-- START EXERCISE INPUT --

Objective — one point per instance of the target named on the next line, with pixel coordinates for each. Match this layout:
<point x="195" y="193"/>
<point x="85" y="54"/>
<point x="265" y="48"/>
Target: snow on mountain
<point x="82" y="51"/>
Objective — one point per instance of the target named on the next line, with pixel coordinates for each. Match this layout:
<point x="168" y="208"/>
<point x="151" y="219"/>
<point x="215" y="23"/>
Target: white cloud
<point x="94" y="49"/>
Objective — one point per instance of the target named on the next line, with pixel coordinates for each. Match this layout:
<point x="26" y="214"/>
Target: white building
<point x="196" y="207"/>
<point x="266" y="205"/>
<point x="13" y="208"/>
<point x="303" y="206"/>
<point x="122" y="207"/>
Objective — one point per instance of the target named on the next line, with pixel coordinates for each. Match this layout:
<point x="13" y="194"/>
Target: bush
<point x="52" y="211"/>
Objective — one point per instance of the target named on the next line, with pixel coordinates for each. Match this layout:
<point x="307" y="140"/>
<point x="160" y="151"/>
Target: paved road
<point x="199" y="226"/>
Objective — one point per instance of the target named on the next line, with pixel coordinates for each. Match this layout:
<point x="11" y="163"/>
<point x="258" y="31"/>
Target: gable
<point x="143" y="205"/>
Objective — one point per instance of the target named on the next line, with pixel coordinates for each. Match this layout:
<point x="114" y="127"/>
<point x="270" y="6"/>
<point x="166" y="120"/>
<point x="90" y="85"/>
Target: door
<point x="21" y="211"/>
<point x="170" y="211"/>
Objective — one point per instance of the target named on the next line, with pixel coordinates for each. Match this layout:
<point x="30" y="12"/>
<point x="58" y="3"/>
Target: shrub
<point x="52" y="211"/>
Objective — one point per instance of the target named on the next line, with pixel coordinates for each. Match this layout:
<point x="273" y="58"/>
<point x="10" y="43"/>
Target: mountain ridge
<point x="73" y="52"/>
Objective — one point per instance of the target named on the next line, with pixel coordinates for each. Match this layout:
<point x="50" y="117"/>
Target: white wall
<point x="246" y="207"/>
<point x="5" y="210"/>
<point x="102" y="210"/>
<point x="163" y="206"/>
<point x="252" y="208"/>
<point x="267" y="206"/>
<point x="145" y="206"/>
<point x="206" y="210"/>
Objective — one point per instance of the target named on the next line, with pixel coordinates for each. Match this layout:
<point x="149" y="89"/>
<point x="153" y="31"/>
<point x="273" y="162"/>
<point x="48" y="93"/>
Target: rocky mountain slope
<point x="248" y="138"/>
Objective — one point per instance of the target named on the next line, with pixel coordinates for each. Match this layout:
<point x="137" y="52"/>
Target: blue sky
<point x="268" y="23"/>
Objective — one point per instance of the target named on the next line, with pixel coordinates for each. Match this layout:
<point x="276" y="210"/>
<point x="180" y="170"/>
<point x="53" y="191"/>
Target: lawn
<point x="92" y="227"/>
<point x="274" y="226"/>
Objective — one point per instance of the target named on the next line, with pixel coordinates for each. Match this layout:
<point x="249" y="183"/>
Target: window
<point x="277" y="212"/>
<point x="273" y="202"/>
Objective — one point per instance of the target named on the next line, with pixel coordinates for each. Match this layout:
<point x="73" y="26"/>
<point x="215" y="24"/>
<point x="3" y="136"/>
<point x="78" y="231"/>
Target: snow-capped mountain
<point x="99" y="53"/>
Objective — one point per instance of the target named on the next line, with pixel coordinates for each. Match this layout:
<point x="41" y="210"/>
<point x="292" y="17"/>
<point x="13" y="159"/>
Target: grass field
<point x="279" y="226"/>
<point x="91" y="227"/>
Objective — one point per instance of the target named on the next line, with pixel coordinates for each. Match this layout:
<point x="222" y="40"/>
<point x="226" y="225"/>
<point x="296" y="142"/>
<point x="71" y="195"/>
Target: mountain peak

-- END EXERCISE INPUT --

Extract all of the data exactly as written.

Objective — one point per instance of the target named on the next line, with pixel coordinates for each. Match this layout:
<point x="195" y="193"/>
<point x="85" y="54"/>
<point x="265" y="48"/>
Target: snow on mountain
<point x="82" y="51"/>
Objective — one point per instance of the target named on the next line, with pixel coordinates for each. Match this layout:
<point x="168" y="208"/>
<point x="151" y="219"/>
<point x="215" y="23"/>
Target: white cloud
<point x="94" y="49"/>
Objective — one point per instance of the target named on the next line, with pixel coordinates for each. Match this layout:
<point x="26" y="214"/>
Target: white building
<point x="196" y="207"/>
<point x="266" y="205"/>
<point x="13" y="208"/>
<point x="303" y="206"/>
<point x="122" y="207"/>
Objective — one point per instance of the target named on the next line, with pixel coordinates for each. Match this layout:
<point x="13" y="194"/>
Target: bush
<point x="52" y="211"/>
Objective — one point per instance of the target named on the next line, with pixel coordinates for each. Match this layout:
<point x="307" y="140"/>
<point x="160" y="151"/>
Target: paved road
<point x="199" y="226"/>
Objective — one point per instance of the target named on the next line, with pixel coordinates for each. Match this layout:
<point x="11" y="163"/>
<point x="258" y="31"/>
Target: gable
<point x="143" y="205"/>
Objective — one point per instance of the target named on the next line, with pixel coordinates for each. Match this layout:
<point x="114" y="127"/>
<point x="270" y="6"/>
<point x="166" y="120"/>
<point x="90" y="85"/>
Target: door
<point x="21" y="211"/>
<point x="170" y="211"/>
Objective — one point per instance of the target named on the next line, with pixel coordinates for each. Match this layout:
<point x="30" y="12"/>
<point x="58" y="3"/>
Target: shrub
<point x="52" y="211"/>
Objective — one point per instance of the target named on the next line, with pixel coordinates for each. Match this layout:
<point x="273" y="58"/>
<point x="10" y="43"/>
Target: mountain ridge
<point x="73" y="52"/>
Objective — one point per instance of the target named on the next line, with pixel coordinates for each. Match this layout:
<point x="50" y="117"/>
Target: white wall
<point x="246" y="207"/>
<point x="5" y="210"/>
<point x="102" y="210"/>
<point x="163" y="206"/>
<point x="252" y="208"/>
<point x="267" y="206"/>
<point x="145" y="206"/>
<point x="206" y="210"/>
Objective — one point per instance of the target named on the next line, with pixel coordinates for each. Match this layout:
<point x="149" y="89"/>
<point x="153" y="31"/>
<point x="273" y="162"/>
<point x="48" y="93"/>
Target: rocky mountain slope
<point x="248" y="138"/>
Objective — one point per instance of the target named on the next line, with pixel coordinates for each. Match this layout:
<point x="137" y="52"/>
Target: blue sky
<point x="268" y="23"/>
Objective — one point per instance of the target named on the next line, with pixel coordinates for each. Match this layout:
<point x="276" y="210"/>
<point x="180" y="170"/>
<point x="53" y="191"/>
Target: lawn
<point x="92" y="227"/>
<point x="274" y="226"/>
Objective — one point per instance of the target named on the next line, with pixel coordinates for each. Match this layout:
<point x="249" y="183"/>
Target: window
<point x="277" y="212"/>
<point x="273" y="202"/>
Objective — one point per instance of the target named on the next line, with pixel coordinates for each. Match this layout:
<point x="73" y="26"/>
<point x="215" y="24"/>
<point x="3" y="136"/>
<point x="78" y="231"/>
Target: snow-capped mountain
<point x="99" y="53"/>
Objective — one point per instance of the target named on the next line, with pixel coordinates for each. Match this layout:
<point x="41" y="210"/>
<point x="292" y="17"/>
<point x="13" y="159"/>
Target: grass field
<point x="279" y="226"/>
<point x="91" y="227"/>
Objective — one point per instance of the target named on the next line, with pixel coordinates for each. Match this layout:
<point x="222" y="40"/>
<point x="226" y="225"/>
<point x="296" y="142"/>
<point x="71" y="195"/>
Target: mountain peak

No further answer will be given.